▸ Required task a
Select every line of the listing below that contains the word "photographer", treating case as significant, and copy each such line.

▸ Excerpt
- - - -

Paul Rogers edited this page Apr 6, 2023 · 1 revision

Druid performs four main tasks on the ingestion side:

  • Add new data
  • Replace existing data
  • Compact existing data (a form of replacement)
  • Delete data

Proposed is a Git-inspired versioning approach which minimizing locking.

Druid divides data into time chunks, each of which contains zero or more segments. Druid versions time chunks. This proposal builds on that idea, but in a Git-inspired way.

Today in Druid, a segment is physically assigned to a single version by placing the version number in the name. In Git, any single file version can be associated with one or more commits (project versions). We borrow this same idea for Druid.

In the proposal, a Druid segment exists across multiple versions until the segment is removed. Again, drawing from Git, there are only two version operations on a segment: add and remove. A segment is added to a version when created, exists in all subsequent versions, and is removed at some later version, after which it no longer appears in any subsequent version.

The only locking required in this model is a simple exclusive time-chunk lock to prevent concurrent compaction tasks or compactions concurrent with replacements. (As noted above, compaction is replacement, so the rule simplifies to preventing concurrent replacement tasks on any given time chunk.)

- - - -

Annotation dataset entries
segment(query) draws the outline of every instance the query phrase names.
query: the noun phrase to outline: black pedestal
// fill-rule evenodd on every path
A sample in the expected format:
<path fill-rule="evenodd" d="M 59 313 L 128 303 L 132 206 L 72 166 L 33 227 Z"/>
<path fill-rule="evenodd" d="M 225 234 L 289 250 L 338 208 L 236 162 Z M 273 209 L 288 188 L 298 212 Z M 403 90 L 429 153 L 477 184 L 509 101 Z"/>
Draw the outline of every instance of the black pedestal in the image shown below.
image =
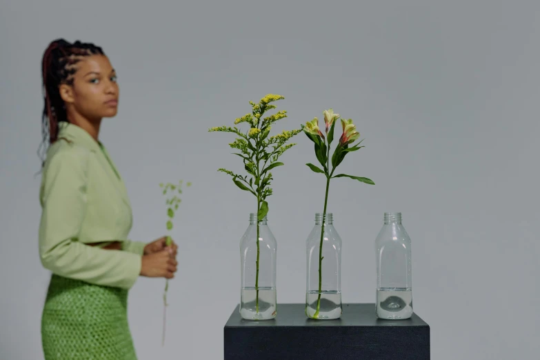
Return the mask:
<path fill-rule="evenodd" d="M 374 304 L 343 304 L 341 319 L 312 320 L 303 304 L 278 304 L 276 319 L 255 321 L 238 310 L 225 325 L 224 360 L 430 359 L 430 327 L 416 314 L 381 320 Z"/>

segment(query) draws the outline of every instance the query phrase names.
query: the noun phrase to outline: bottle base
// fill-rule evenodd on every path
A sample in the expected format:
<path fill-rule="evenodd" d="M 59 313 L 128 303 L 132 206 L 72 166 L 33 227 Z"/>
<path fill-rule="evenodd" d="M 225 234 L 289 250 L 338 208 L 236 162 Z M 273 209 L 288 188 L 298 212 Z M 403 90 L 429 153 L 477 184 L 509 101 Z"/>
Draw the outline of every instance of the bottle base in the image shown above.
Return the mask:
<path fill-rule="evenodd" d="M 412 291 L 408 288 L 379 288 L 375 312 L 379 319 L 405 320 L 412 316 Z"/>
<path fill-rule="evenodd" d="M 317 309 L 319 309 L 317 310 Z M 341 317 L 341 292 L 308 291 L 306 294 L 306 316 L 314 320 L 333 320 Z"/>

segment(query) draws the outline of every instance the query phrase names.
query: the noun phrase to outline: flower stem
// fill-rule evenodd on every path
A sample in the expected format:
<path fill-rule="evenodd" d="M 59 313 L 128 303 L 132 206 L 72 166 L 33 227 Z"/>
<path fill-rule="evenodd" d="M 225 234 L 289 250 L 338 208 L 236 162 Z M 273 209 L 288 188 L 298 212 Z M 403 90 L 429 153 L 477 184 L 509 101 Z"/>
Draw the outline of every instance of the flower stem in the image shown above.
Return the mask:
<path fill-rule="evenodd" d="M 330 143 L 328 144 L 328 152 L 326 153 L 326 168 L 330 169 Z M 326 221 L 326 206 L 328 203 L 328 190 L 330 189 L 330 180 L 334 174 L 334 169 L 330 175 L 326 174 L 326 192 L 324 195 L 324 210 L 323 210 L 323 219 L 321 227 L 321 243 L 319 246 L 319 296 L 317 300 L 317 311 L 313 314 L 314 319 L 319 317 L 319 312 L 321 310 L 321 292 L 322 291 L 323 284 L 323 240 L 324 239 L 324 224 Z"/>
<path fill-rule="evenodd" d="M 257 212 L 259 211 L 259 206 L 260 205 L 260 199 L 257 199 Z M 257 215 L 258 217 L 258 215 Z M 257 299 L 255 300 L 255 309 L 257 313 L 259 314 L 259 257 L 260 254 L 260 247 L 259 243 L 259 219 L 257 220 L 257 274 L 255 276 L 255 291 L 257 292 Z"/>
<path fill-rule="evenodd" d="M 321 243 L 319 246 L 319 297 L 317 301 L 317 311 L 313 314 L 315 319 L 319 317 L 319 312 L 321 309 L 321 292 L 323 283 L 323 240 L 324 239 L 324 224 L 326 221 L 326 206 L 328 201 L 328 189 L 330 188 L 330 177 L 326 179 L 326 194 L 324 197 L 324 211 L 323 212 L 323 222 L 321 228 Z"/>

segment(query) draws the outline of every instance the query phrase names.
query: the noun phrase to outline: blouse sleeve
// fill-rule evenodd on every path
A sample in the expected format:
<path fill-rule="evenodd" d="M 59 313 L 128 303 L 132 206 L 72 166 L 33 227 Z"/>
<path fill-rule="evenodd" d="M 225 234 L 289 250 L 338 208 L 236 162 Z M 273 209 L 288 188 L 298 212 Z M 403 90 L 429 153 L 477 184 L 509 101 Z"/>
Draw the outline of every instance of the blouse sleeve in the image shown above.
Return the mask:
<path fill-rule="evenodd" d="M 141 272 L 141 256 L 80 243 L 87 201 L 88 151 L 59 149 L 43 172 L 39 256 L 53 273 L 91 283 L 131 288 Z"/>
<path fill-rule="evenodd" d="M 146 245 L 147 243 L 133 241 L 128 239 L 122 241 L 122 249 L 125 251 L 128 251 L 142 256 L 144 254 L 144 247 L 146 246 Z"/>

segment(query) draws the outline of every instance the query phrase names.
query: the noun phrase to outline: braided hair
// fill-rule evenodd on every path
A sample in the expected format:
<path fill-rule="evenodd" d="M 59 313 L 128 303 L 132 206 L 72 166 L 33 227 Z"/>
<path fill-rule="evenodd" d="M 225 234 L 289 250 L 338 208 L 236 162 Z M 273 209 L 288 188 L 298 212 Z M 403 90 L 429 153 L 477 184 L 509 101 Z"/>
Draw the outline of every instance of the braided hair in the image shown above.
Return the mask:
<path fill-rule="evenodd" d="M 73 43 L 63 39 L 52 41 L 43 53 L 41 61 L 43 100 L 45 102 L 41 116 L 41 134 L 43 142 L 42 165 L 48 143 L 52 144 L 58 138 L 58 123 L 68 121 L 63 100 L 60 96 L 61 84 L 73 85 L 73 75 L 77 72 L 77 63 L 83 57 L 104 55 L 101 48 L 91 43 L 77 41 Z"/>

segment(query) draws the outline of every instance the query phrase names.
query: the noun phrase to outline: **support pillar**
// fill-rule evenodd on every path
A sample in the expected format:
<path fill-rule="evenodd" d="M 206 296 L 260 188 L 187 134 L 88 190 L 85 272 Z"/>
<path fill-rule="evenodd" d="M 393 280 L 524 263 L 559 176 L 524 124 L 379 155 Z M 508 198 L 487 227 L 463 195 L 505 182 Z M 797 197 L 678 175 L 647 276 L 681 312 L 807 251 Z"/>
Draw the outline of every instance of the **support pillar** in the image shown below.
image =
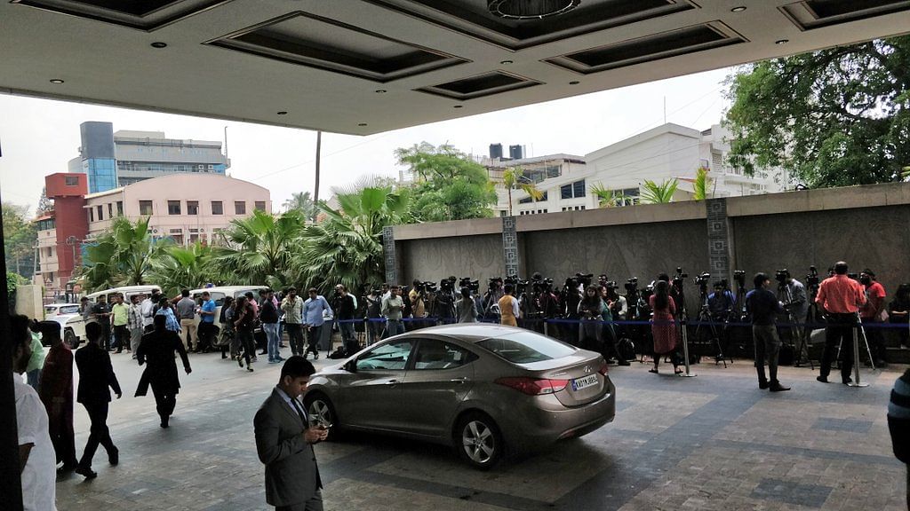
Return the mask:
<path fill-rule="evenodd" d="M 712 277 L 731 278 L 730 220 L 727 217 L 727 199 L 704 201 L 708 224 L 708 263 Z"/>
<path fill-rule="evenodd" d="M 517 276 L 519 270 L 518 231 L 514 216 L 502 217 L 502 260 L 506 273 L 503 276 Z"/>
<path fill-rule="evenodd" d="M 400 284 L 398 281 L 398 257 L 395 256 L 395 229 L 391 225 L 382 227 L 382 252 L 386 263 L 386 282 Z"/>

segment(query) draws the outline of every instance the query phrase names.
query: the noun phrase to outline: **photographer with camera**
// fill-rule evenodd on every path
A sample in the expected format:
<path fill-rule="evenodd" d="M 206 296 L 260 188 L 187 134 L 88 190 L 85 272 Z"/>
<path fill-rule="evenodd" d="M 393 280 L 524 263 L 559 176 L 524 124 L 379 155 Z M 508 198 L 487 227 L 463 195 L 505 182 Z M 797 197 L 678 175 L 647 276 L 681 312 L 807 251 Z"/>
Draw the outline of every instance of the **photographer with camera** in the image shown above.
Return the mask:
<path fill-rule="evenodd" d="M 888 361 L 885 356 L 885 336 L 882 336 L 881 324 L 887 319 L 885 312 L 885 287 L 875 279 L 875 274 L 865 268 L 859 274 L 859 282 L 865 288 L 865 305 L 860 308 L 859 316 L 865 328 L 865 338 L 869 341 L 869 351 L 876 367 L 885 367 Z"/>
<path fill-rule="evenodd" d="M 850 371 L 853 370 L 854 329 L 857 326 L 859 307 L 865 304 L 865 293 L 860 283 L 847 276 L 847 264 L 838 261 L 834 265 L 834 275 L 818 286 L 815 303 L 826 315 L 827 326 L 824 328 L 824 351 L 822 353 L 821 374 L 815 379 L 828 383 L 831 363 L 837 356 L 838 346 L 843 343 L 841 355 L 841 382 L 853 383 Z"/>
<path fill-rule="evenodd" d="M 511 284 L 507 284 L 503 288 L 505 295 L 500 298 L 500 324 L 510 326 L 518 326 L 518 318 L 521 313 L 518 306 L 518 300 L 512 296 L 515 287 Z"/>
<path fill-rule="evenodd" d="M 745 296 L 745 306 L 752 316 L 752 335 L 755 343 L 755 370 L 758 372 L 758 388 L 771 392 L 784 392 L 790 387 L 777 381 L 777 356 L 781 351 L 781 339 L 777 336 L 777 314 L 784 312 L 784 305 L 768 287 L 771 279 L 763 273 L 755 274 L 755 288 Z M 764 361 L 768 361 L 768 376 L 764 375 Z"/>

- - - -

▸ Required task b
Extend the Druid versioning proposal above by writing the next part, beginning after its final sentence.

▸ Exercise answer a
query: the noun phrase to outline: **photographer with camera**
Draw the outline of every instance of the **photographer with camera** in the image shown above.

▸ Exercise answer b
Both insertions and deletions define new versions. Historicals operate on versions: publishing moves the system from one version to the next.

The current system requires tombstones to handle the replace-with-no-data case. The proposed solution does not require tombstones nor does it need the concept of overshadowing: the versioning mechanism handles these operations.

Background

A far more modest solution is in the works. In the spirit of Apache, this ticket should move to be a public Apache issue. The ticket proposes a solution based on minor changes to the implementation code. However, in discussions, it was discovered that the change, as described is incomplete.

The key issue is the scenario in which a task fails during a concurrent ingestion and compaction. In Druid, segments are physically associated with a version (the version number is in the segment name). But, in one scenario, the version of a segment must change after the fact. The result complicates the design, and introduces complexity in the process of loading data on historicals. See the design review recording for details. The design proposed here does not suffer from these issues.

Since our primary goal is execution, we might wait to discover these issues as we roll out code. Or, we could work out the issues up front and select a design with minimum overall cost. The purpose of this writeup is to present options.

Scenarios

To make the proposal clear, let us walk through a number of scenarios.

Concurrent Ingestion

Suppose we have no segments in time chunk T, and we run two ingestion tasks, I1 and I2, each of which create segments in time chunk T. At a high level:

  • I1 completes and creates version 1 which includes segments S1 and S2.
  • I2 completes and creates version 2, which includes all segments from version 1 plus S3 and S4.

On the Coordinator/Broker/Historical side:

  • When version 1 is published, the coordinator tells historicals to load the segments for V1.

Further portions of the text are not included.